▶ **Task prompt**: Reproduce the records that follow in full, excluding any picture they contain.

━━━━━ Record set

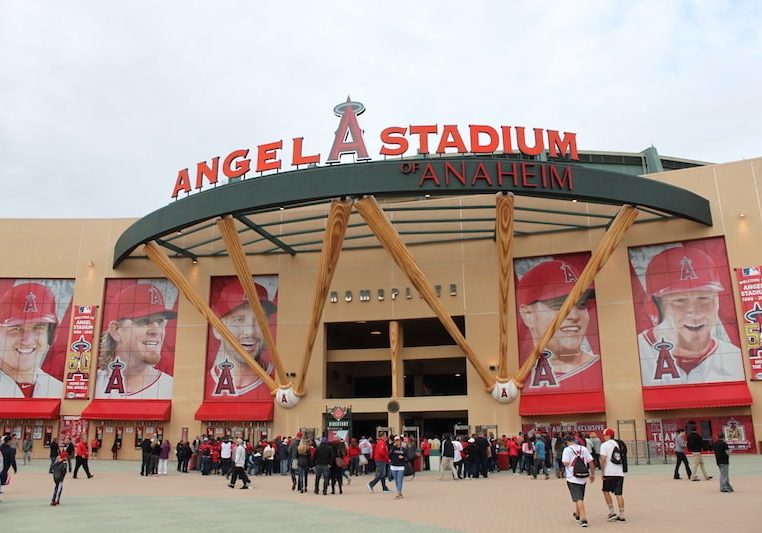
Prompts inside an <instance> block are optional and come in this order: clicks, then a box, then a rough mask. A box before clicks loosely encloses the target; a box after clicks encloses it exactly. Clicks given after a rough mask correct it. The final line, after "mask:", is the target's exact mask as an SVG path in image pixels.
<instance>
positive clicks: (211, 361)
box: [204, 276, 278, 402]
mask: <svg viewBox="0 0 762 533" xmlns="http://www.w3.org/2000/svg"><path fill="white" fill-rule="evenodd" d="M254 286H255V288H256V290H257V296H258V297H259V303H260V304H261V305H262V309H263V310H264V312H265V314H266V315H267V317H268V325H269V328H270V334H271V335H272V337H273V339H275V338H276V337H275V332H276V329H277V293H278V277H277V276H254ZM210 301H211V308H212V311H214V313H215V314H216V315H217V316H218V317H220V319H221V320H222V322H223V324H225V325H226V326H227V327H228V329H230V331H231V332H232V333H233V335H234V336H235V337H236V339H238V342H239V343H240V344H241V346H242V347H243V349H244V350H246V351H247V352H249V354H250V355H251V356H252V358H254V360H256V361H257V362H259V364H260V366H261V367H262V368H264V369H265V371H266V372H267V373H268V374H270V375H271V376H272V375H274V372H275V366H274V365H273V362H272V359H271V358H270V354H269V353H268V351H267V348H266V346H265V342H264V339H263V337H262V330H261V329H260V327H259V324H258V323H257V319H256V316H255V315H254V311H252V309H251V305H250V304H249V301H248V299H247V298H246V293H245V292H244V290H243V287H242V286H241V283H240V282H239V281H238V278H236V277H235V276H224V277H215V278H212V283H211V298H210ZM204 397H205V399H207V400H215V401H216V400H225V399H231V400H236V401H237V400H247V401H260V400H261V401H268V402H271V401H272V395H271V394H270V391H269V389H268V388H267V387H266V386H264V385H263V383H262V380H261V379H260V378H259V376H258V375H257V374H256V373H255V372H254V371H253V370H252V369H251V368H249V366H248V365H247V364H246V362H244V361H243V360H242V359H241V357H240V356H239V355H238V353H236V351H235V350H234V349H233V347H232V346H231V345H230V344H229V343H228V342H227V341H226V340H225V339H224V338H223V337H222V336H221V335H220V334H219V333H218V332H217V331H216V330H215V329H214V328H212V327H210V328H209V335H208V342H207V352H206V386H205V396H204Z"/></svg>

━━━━━━━━━━

▶ **Finished task**:
Prompts inside an <instance> block are optional and come in this order: clicks, then a box, then a rough mask. A box before clicks loosely encloses the target; a box after clicks encloses it exactly. Clicks given after a rough mask correct it. The final line, after "mask:", is the target's exact mask as an SVG path in image pixels.
<instance>
positive clicks: (211, 361)
box: [204, 276, 278, 402]
mask: <svg viewBox="0 0 762 533" xmlns="http://www.w3.org/2000/svg"><path fill="white" fill-rule="evenodd" d="M254 286H255V288H256V290H257V296H258V297H259V303H260V304H261V305H262V309H263V310H264V312H265V314H266V315H267V317H268V325H269V328H270V334H271V335H272V337H273V339H275V338H276V337H275V332H276V329H277V293H278V277H277V276H254ZM210 301H211V308H212V311H214V313H215V314H216V315H217V316H218V317H220V319H221V320H222V322H223V324H225V325H226V326H227V327H228V329H230V331H231V332H232V333H233V335H234V336H235V337H236V339H238V342H239V343H240V344H241V346H242V347H243V349H244V350H246V351H247V352H249V354H250V355H251V356H252V358H254V360H256V361H257V362H259V364H260V366H261V367H262V368H264V369H265V371H266V372H267V373H268V374H270V375H271V376H272V375H274V372H275V366H274V365H273V362H272V359H271V358H270V354H269V353H268V351H267V348H266V346H265V342H264V339H263V337H262V330H261V329H260V327H259V324H258V323H257V319H256V316H255V315H254V311H252V309H251V305H250V304H249V301H248V299H247V298H246V293H245V292H244V290H243V287H242V286H241V283H240V282H239V281H238V278H236V277H235V276H224V277H215V278H212V283H211V298H210ZM204 397H205V399H207V400H215V401H216V400H225V399H231V400H236V401H237V400H247V401H260V400H261V401H268V402H271V401H272V395H271V394H270V391H269V389H268V388H267V387H266V386H264V385H263V383H262V380H261V379H260V378H259V376H258V375H257V374H256V373H255V372H254V371H253V370H252V369H251V368H249V366H248V365H247V364H246V362H244V361H243V360H242V359H241V357H240V356H239V355H238V353H236V351H235V350H234V349H233V347H232V346H231V345H230V344H229V343H228V342H227V341H226V340H225V339H224V338H223V337H222V336H221V335H220V334H219V333H218V332H217V331H216V330H215V329H214V328H212V327H210V328H209V335H208V342H207V352H206V386H205V396H204Z"/></svg>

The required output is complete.